◆ 文档节选
=-=-=-=-=
Network | TCP

Transmission Control Protocol, TCP是一种面向连接的、可靠的、基于字节流的传输层通信协议.

应用层向TCP层发送用于网间传输的、用8位字节表示的数据流,然后TCP把数据流分区成适当长度的报文段(通常受该计算机连接的网络的数据链路层的最大传输单元(MTU:Maximum
Transmission
Unit)的限制)。之后TCP把结果包传给IP层,由它来通过网络将包传送给接收端实体的TCP层。TCP为了保证不发生丢包,就给每个包一个序号,同时序号也保证了传送到接收端实体的包的按序接收。然后接收端实体对已成功收到的包发回一个相应的确认(ACK);如果发送端实体在合理的往返时延(RTT:Round-Trip
Time)内未收到确认,那么对应的数据包就被假设为已丢失将会被进行重传。TCP用一个校验和函数来检验数据是否有错误;在发送和接收时都要计算校验和。

TCP连接包括三个状态:连接创建、数据传送和连接终止。

MSS

The maximum segment size (MSS) is the largest amount of data, specified in
bytes, that TCP is willing to receive in a single segment. For best performance,
the MSS should be set small enough to avoid IP fragmentation, which can lead to
packet loss and excessive retransmissions. To try to accomplish this, typically
the MSS is announced by each side using the MSS option when the TCP connection
is established, in which case it is derived from the maximum transmission unit
(MTU) size of the data link layer of the networks to which the sender and
receiver are directly attached.
=-=-=-=-=
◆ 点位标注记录
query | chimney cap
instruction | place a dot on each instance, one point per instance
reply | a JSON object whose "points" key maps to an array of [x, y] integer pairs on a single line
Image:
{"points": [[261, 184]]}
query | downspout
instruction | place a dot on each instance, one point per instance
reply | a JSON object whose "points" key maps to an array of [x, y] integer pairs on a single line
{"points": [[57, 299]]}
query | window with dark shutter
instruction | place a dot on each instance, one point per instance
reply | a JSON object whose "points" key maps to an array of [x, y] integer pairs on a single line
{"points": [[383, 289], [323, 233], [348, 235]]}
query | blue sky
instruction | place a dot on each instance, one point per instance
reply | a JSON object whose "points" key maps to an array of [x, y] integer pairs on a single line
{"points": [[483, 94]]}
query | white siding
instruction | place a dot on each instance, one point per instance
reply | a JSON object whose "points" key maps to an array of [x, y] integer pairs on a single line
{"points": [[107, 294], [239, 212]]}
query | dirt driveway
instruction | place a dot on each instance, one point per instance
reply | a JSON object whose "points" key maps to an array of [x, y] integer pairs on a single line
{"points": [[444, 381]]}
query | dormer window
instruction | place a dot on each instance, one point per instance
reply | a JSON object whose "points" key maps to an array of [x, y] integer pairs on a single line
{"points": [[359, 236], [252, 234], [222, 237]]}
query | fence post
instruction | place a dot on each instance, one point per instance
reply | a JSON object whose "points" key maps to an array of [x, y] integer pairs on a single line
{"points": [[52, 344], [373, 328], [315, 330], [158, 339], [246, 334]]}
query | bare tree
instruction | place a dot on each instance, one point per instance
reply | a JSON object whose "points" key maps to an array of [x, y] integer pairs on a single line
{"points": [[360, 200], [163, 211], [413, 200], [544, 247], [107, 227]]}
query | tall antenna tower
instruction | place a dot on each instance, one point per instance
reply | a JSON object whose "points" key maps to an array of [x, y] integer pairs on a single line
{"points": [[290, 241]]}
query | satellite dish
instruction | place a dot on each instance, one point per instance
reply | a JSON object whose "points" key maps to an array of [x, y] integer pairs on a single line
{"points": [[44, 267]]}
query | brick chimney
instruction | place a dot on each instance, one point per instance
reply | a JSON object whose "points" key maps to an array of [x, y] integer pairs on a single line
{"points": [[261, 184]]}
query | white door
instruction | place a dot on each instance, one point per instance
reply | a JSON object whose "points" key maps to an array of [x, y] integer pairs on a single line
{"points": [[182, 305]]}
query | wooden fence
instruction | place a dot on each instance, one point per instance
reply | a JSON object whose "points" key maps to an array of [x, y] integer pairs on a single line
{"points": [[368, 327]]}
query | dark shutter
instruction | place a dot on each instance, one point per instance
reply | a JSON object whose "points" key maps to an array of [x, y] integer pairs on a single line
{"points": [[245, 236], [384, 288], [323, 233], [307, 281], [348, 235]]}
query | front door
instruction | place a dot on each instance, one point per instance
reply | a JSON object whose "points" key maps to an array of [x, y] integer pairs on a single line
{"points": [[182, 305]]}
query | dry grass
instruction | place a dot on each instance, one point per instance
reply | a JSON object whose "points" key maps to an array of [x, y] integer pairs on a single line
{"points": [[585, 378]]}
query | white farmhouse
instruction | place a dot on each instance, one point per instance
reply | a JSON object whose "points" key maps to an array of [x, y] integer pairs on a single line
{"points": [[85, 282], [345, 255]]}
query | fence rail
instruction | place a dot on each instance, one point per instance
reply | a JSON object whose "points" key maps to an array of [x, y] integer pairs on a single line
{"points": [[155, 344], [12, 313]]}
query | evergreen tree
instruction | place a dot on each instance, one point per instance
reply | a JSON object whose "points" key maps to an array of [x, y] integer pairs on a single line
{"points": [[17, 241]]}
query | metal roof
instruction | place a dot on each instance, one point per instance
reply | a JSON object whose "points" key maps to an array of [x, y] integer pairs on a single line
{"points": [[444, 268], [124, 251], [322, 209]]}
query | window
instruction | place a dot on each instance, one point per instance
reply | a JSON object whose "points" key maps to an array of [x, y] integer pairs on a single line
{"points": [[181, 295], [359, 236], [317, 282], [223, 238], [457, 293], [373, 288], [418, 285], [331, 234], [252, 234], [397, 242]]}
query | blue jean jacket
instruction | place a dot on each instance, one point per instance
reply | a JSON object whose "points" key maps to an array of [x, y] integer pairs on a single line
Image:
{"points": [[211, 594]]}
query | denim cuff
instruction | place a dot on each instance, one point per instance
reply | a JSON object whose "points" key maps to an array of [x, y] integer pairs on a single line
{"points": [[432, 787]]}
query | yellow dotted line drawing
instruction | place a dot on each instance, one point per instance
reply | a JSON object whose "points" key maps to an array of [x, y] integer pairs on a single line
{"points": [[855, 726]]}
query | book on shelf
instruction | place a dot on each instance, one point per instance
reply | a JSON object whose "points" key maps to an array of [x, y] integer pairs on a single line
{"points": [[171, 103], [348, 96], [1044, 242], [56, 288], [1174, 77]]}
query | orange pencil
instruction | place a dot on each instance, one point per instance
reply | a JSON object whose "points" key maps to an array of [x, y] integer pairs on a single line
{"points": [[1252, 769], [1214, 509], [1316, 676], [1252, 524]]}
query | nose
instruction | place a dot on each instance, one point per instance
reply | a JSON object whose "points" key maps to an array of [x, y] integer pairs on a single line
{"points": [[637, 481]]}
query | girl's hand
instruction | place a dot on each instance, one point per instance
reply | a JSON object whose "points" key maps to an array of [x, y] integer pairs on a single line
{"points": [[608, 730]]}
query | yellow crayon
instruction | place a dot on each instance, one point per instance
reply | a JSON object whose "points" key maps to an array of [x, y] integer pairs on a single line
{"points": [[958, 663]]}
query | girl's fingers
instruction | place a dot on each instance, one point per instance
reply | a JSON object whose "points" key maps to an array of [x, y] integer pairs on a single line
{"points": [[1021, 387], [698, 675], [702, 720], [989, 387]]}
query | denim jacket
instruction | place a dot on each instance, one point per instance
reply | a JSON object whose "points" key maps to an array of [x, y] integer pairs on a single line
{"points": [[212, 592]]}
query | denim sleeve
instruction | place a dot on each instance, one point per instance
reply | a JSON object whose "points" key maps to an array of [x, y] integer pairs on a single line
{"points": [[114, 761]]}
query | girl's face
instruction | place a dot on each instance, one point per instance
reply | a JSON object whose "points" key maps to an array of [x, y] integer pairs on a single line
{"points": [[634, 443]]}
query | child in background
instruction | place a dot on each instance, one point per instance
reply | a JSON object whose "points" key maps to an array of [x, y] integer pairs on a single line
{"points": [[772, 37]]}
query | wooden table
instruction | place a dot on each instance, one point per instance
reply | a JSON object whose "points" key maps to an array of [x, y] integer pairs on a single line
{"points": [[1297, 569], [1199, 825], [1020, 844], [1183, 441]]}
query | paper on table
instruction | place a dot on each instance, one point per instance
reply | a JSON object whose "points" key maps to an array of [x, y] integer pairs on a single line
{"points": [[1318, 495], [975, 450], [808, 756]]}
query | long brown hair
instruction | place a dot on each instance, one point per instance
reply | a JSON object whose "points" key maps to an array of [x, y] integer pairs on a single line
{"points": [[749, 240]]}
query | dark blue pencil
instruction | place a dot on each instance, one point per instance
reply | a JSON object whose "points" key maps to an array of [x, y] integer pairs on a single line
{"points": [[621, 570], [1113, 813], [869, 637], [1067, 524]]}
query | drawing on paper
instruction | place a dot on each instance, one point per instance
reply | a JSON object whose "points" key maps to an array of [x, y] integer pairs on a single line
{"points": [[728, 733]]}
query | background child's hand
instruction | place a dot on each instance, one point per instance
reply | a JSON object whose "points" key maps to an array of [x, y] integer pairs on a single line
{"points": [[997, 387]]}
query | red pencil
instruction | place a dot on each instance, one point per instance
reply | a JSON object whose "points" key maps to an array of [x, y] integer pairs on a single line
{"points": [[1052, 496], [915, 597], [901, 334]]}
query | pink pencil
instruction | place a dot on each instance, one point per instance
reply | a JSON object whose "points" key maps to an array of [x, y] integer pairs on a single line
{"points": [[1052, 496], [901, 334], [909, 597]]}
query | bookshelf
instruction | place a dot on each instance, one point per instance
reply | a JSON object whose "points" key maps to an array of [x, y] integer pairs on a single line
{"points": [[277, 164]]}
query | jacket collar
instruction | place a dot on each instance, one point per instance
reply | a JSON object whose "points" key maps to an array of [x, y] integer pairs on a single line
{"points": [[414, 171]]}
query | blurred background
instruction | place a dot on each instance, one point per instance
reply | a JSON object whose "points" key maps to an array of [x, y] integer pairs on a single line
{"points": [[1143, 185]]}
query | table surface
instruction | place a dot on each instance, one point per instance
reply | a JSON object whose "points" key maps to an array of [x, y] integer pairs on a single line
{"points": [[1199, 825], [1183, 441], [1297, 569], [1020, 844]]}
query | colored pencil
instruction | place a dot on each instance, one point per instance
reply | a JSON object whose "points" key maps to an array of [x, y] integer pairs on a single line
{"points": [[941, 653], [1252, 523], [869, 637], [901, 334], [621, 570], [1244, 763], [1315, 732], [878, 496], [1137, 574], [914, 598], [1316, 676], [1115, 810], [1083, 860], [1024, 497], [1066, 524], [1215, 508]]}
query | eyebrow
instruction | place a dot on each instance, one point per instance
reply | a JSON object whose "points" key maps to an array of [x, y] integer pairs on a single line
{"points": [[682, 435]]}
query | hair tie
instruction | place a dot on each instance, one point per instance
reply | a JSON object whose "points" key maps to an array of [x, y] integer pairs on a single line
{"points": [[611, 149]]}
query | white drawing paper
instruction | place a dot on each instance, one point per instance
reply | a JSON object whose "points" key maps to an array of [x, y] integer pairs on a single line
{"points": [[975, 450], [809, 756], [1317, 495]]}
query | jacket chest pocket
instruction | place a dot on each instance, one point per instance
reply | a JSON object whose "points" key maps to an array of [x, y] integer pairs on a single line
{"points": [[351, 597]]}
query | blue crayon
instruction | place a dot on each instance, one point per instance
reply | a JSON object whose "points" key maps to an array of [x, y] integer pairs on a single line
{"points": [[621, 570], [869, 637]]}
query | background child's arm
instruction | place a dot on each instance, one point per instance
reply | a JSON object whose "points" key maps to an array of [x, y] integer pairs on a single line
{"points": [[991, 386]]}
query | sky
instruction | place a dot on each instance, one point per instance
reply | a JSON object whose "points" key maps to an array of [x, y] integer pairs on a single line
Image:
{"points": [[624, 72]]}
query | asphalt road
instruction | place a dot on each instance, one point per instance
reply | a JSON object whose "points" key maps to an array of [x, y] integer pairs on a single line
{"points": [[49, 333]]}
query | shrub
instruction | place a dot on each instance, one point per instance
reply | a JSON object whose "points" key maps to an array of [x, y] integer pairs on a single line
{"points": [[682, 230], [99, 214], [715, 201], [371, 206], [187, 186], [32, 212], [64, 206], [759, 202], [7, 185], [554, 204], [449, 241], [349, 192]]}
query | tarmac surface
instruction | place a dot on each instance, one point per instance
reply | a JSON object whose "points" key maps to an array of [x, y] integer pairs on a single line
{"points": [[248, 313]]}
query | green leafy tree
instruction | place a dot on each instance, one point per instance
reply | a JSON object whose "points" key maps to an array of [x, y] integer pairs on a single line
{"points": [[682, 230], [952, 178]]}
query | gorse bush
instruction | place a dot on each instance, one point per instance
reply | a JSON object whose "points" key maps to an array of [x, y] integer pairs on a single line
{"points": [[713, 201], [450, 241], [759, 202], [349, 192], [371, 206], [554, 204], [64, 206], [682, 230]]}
=-=-=-=-=
◆ 待办任务
1/ 请一字不差地复述TCP文档节选中从"Network | TCP"到"TCP连接包括三个状态:连接创建、数据传送和连接终止。"之间的文字，首尾两处都包括在内。
2/ 请接着TCP文档节选的最后一句往下写。

◆ 依次输出
1/
Network | TCP

Transmission Control Protocol, TCP是一种面向连接的、可靠的、基于字节流的传输层通信协议.

应用层向TCP层发送用于网间传输的、用8位字节表示的数据流,然后TCP把数据流分区成适当长度的报文段(通常受该计算机连接的网络的数据链路层的最大传输单元(MTU:Maximum
Transmission
Unit)的限制)。之后TCP把结果包传给IP层,由它来通过网络将包传送给接收端实体的TCP层。TCP为了保证不发生丢包,就给每个包一个序号,同时序号也保证了传送到接收端实体的包的按序接收。然后接收端实体对已成功收到的包发回一个相应的确认(ACK);如果发送端实体在合理的往返时延(RTT:Round-Trip
Time)内未收到确认,那么对应的数据包就被假设为已丢失将会被进行重传。TCP用一个校验和函数来检验数据是否有错误;在发送和接收时都要计算校验和。

TCP连接包括三个状态:连接创建、数据传送和连接终止。

2/
MSS announcement is also often called "MSS negotiation". Strictly speaking,
the MSS is not "negotiated" between the originator and the receiver, because
that would imply that both originator and receiver will negotiate and agree upon
a single, unified MSS that applies to all communication in both directions of
the connection. In fact, two completely
independent values of MSS are permitted for the two directions of data
flow in a TCP connection.

Connection establishment连接创建

TCP用三路握手(three-way
handshake)过程创建一个连接。在连接创建过程中,很多参数要被初始化,例如序号被初始化以保证按序传输和连接的强壮性。

一对终端同时初始化一个它们之间的连接是可能的。但通常是由一端打开一个套接字(socket)然后监听来自另一方的连接,这就是通常所指的被动打开(passive
open)。服务器端被被动打开以后,用户端就能开始创建主动打开(active open)。

  1. SYN: The active open is performed by the client sending a SYN to the
    server. The client sets the segment‘s sequence number to a random value
    A.

  2. SYN-ACK: In response, the server replies with a SYN-ACK. The acknowledgment
    number is set to one more than the received sequence number i.e. A+1,
    and the sequence number that the server chooses for the packet is another
    random number, B.

  3. ACK: Finally, the client sends an ACK back to the server. The sequence
    number is set to the received acknowledgement value i.e. A+1, and the
    acknowledgement number is set to one more than the received sequence number
    i.e. B+1.

Data transfer数据传输

在TCP的数据传送状态,很多重要的机制保证了TCP的可靠性和强壮性。它们包括:使用序号,对收到的TCP报文段进行排序以及检测重复的数据;使用校验和来检测报文段的错误;使用确认和计时器来检测和纠正丢包或延时。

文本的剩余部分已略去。